Give the data back exactly as it stands.
Start of DATA SUPPLIED
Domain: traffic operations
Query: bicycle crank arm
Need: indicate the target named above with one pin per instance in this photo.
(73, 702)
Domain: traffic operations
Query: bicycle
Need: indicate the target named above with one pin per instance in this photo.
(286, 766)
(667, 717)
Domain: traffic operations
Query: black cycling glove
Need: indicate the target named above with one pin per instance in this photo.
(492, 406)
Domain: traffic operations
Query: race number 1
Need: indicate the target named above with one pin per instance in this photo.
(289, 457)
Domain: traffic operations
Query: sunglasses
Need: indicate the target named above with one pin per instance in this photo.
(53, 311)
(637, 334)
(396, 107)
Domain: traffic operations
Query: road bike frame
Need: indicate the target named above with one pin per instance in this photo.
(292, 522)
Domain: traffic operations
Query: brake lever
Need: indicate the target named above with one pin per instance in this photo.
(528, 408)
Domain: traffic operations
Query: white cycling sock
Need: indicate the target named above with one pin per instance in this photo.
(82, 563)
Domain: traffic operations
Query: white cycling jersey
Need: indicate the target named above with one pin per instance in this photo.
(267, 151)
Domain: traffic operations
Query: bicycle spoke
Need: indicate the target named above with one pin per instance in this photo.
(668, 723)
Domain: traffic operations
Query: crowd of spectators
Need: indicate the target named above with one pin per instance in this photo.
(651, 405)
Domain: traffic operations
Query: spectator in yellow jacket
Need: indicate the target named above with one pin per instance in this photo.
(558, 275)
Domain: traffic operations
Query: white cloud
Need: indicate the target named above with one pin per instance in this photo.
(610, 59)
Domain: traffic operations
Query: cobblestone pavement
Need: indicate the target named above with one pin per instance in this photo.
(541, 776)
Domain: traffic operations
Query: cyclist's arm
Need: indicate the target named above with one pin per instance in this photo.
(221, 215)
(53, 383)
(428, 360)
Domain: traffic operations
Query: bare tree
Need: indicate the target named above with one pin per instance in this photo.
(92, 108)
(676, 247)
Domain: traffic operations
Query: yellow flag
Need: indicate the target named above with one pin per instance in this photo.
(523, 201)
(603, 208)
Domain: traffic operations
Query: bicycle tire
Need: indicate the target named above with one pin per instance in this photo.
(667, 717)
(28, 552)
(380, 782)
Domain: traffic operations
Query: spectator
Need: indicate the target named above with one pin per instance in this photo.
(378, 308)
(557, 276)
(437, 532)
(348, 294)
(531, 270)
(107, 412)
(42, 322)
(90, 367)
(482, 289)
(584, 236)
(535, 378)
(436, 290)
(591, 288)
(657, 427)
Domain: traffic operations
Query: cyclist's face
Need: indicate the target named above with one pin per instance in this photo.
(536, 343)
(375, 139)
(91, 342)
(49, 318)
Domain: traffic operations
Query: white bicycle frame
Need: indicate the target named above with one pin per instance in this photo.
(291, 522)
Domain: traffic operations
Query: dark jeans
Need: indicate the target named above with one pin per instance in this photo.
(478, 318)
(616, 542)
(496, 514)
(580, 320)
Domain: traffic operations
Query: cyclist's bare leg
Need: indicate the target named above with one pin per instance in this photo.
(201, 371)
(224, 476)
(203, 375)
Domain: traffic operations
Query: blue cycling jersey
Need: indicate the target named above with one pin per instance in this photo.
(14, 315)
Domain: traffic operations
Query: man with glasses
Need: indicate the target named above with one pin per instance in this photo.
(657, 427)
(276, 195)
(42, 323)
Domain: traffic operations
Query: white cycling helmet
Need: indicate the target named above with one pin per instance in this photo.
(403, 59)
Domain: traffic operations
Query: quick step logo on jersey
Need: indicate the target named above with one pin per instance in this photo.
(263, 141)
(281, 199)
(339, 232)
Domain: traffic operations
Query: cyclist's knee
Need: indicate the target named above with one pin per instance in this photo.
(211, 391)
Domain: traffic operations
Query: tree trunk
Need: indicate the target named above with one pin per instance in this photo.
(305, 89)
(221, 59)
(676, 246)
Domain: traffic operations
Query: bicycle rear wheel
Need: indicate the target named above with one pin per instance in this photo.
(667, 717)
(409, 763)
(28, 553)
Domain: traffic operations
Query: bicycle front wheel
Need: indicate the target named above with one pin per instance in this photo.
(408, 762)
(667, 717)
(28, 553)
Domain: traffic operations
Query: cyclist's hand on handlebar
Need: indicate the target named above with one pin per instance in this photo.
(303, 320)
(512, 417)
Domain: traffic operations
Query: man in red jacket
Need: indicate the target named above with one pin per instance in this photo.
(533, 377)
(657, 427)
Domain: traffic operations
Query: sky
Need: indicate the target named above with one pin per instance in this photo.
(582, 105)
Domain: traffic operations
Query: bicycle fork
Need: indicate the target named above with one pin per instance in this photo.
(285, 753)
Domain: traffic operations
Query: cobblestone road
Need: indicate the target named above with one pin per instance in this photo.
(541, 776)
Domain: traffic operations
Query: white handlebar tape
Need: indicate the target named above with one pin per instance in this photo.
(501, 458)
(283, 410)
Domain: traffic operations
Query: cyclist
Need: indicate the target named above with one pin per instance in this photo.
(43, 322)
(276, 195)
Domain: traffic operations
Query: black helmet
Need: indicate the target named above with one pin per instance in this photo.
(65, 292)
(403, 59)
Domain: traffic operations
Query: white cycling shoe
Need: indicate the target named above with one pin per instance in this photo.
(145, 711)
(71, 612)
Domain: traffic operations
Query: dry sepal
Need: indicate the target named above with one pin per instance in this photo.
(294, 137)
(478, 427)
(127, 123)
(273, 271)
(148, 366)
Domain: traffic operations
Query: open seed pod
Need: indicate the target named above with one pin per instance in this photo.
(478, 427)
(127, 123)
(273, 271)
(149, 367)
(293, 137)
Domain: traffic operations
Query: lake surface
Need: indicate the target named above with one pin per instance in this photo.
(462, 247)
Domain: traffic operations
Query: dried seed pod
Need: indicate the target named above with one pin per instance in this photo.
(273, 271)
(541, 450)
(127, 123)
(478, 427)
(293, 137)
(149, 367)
End of DATA SUPPLIED
## COMPLETED TASK
Domain: traffic operations
Query: bicycle crank arm
Need: indicate the target named above with one pin per instance in this photo.
(73, 702)
Domain: traffic operations
Query: bicycle
Need: indicate the target named above with one pin per instance in this photo.
(286, 766)
(667, 717)
Domain: traffic operations
Query: black cycling glove
Need: indicate the target named above with one pin per instance in this photo.
(492, 406)
Domain: traffic operations
Query: race number 1
Need: indicate the target named above with one pin per instance in this photo.
(289, 457)
Domain: traffic operations
Query: sunglasses
Need: indicate the target named above with one pin per instance in this photo.
(53, 311)
(637, 334)
(396, 107)
Domain: traffic operations
Query: road bike frame
Need: indicate the target named above with one pin per instance in this photo.
(292, 522)
Domain: traffic operations
Query: brake lever
Need: indicate the target named above with one pin per instance in this photo.
(528, 408)
Domain: traffic operations
Query: white cycling sock
Need: indicate the target named above with one pin per instance in this photo.
(82, 563)
Domain: traffic operations
Query: white cycling jersey
Need: indicate the target named above with one pin per instance in this photo.
(267, 151)
Domain: traffic operations
Query: bicycle spoke
Need: indicate the target named above with one pin per instance in this photo.
(668, 723)
Domain: traffic operations
Query: crowd of spectators
Need: indicate the target named above with one pin per instance in this photo.
(651, 405)
Domain: traffic operations
Query: spectator in yellow jacket
Need: indicate the target named above with one pin per instance in this photo.
(558, 275)
Domain: traffic operations
Query: white cloud
Need: indicate the target named above with one pin per instance in this photo.
(610, 59)
Domain: traffic operations
Query: cobblestone pavement
Need: indicate the target named above with one pin per instance in this photo.
(541, 776)
Domain: traffic operations
Query: cyclist's arm
Need: indicate the target named above with one pin per instance in this photo.
(221, 215)
(53, 383)
(428, 360)
Domain: traffic operations
Query: bare tree
Need: indicate the target named above with one pin per instance in this photo.
(92, 108)
(676, 247)
Domain: traffic operations
Query: yellow flag
Need: indicate the target named above with one pin per instance in this photo.
(523, 201)
(603, 208)
Domain: traffic operations
Query: bicycle tire
Need: indicate the target named above with one pin per instance in this photo.
(667, 717)
(28, 552)
(380, 782)
Domain: traffic operations
Query: spectator
Need: indicate the target named above with one pin per instance in this photo.
(378, 308)
(557, 276)
(437, 532)
(348, 294)
(531, 270)
(107, 412)
(42, 322)
(90, 367)
(482, 289)
(584, 236)
(535, 378)
(436, 290)
(591, 288)
(657, 427)
Domain: traffic operations
Query: cyclist's face
Need: indicate the target named above with one pin per instance in this photo.
(536, 343)
(375, 139)
(91, 342)
(49, 318)
Domain: traffic operations
Query: white bicycle frame
Need: indicate the target named above with one pin per instance in this photo.
(291, 522)
Domain: traffic operations
Query: dark jeans
Need: indicate the target named above with one pin per instance in this photo.
(478, 318)
(616, 542)
(496, 514)
(580, 320)
Domain: traffic operations
Query: cyclist's bare leg
Need: indicate the target named above with one pin per instance in this photo.
(201, 371)
(224, 476)
(203, 375)
Domain: traffic operations
Query: blue cycling jersey
Need: indicate the target named above with one pin per instance in this photo.
(14, 315)
Domain: traffic operations
Query: man with glasses
Need: indicate the target named above with one pin per instance in this photo.
(657, 427)
(276, 195)
(42, 323)
Domain: traffic operations
Query: white cycling helmet
Need: indicate the target named above with one pin per instance in this photo.
(403, 59)
Domain: traffic operations
Query: quick step logo on jersey
Need: indicate the target named above with one pin per instance in this photo.
(263, 141)
(281, 199)
(339, 232)
Domain: traffic operations
Query: cyclist's knee
Need: indicate the target named above with one pin per instance in this photo.
(211, 391)
Domain: traffic operations
Query: tree trunk
Need: indicate the target named above with one pin per instance in this photo.
(305, 89)
(221, 59)
(676, 246)
Domain: traffic operations
Query: bicycle rear wheel
Need: indicate the target named above with one pin per instance in this photo.
(667, 717)
(409, 763)
(28, 553)
Domain: traffic operations
Query: bicycle front wheel
Need: indicate the target named above with one pin per instance in this photo.
(408, 762)
(667, 717)
(28, 553)
Domain: traffic operations
Query: cyclist's hand on handlebar
Need: indicate the target named above with one pin per instance in this photo.
(303, 320)
(512, 417)
Domain: traffic operations
Query: man in red jacket
Need: indicate the target named above with one pin per instance in this photo.
(533, 377)
(657, 427)
Domain: traffic operations
Query: sky
Need: indicate the target named above with one pin per instance in this photo.
(582, 105)
Domain: traffic operations
Query: bicycle fork
Need: indicate the target named above with one pin per instance in this photo.
(285, 753)
Domain: traffic operations
Query: cobblestone road
Need: indicate the target named above with one pin per instance in this photo.
(541, 776)
Domain: traffic operations
Query: white handlebar tape
Need: indicate the target named above with one pin per instance in this photo.
(501, 458)
(283, 410)
Domain: traffic operations
Query: cyclist
Need: indicate the target named above with one pin per instance in this photo.
(43, 322)
(276, 195)
Domain: traffic operations
Query: black helmet
Need: indicate the target named above with one pin per instance in this photo.
(65, 292)
(403, 59)
Domain: traffic operations
Query: white cycling shoe
Need: indicate the target named above with one pin per instance in this photo.
(145, 711)
(71, 612)
Domain: traffic operations
Query: dry sepal
Need: indicate the target named above with one pin per instance in this photo.
(294, 137)
(478, 427)
(127, 123)
(273, 271)
(148, 366)
Domain: traffic operations
Query: open seed pod
Need: indicate the target named above with one pin per instance in this photo.
(478, 427)
(127, 123)
(273, 271)
(149, 367)
(293, 137)
Domain: traffic operations
Query: lake surface
Need: indicate the target named above with one pin per instance in this photo.
(462, 247)
Domain: traffic operations
Query: dried seed pod
Need: indicate the target named above with one pin per instance in this photo.
(273, 271)
(541, 450)
(127, 123)
(478, 427)
(293, 137)
(149, 367)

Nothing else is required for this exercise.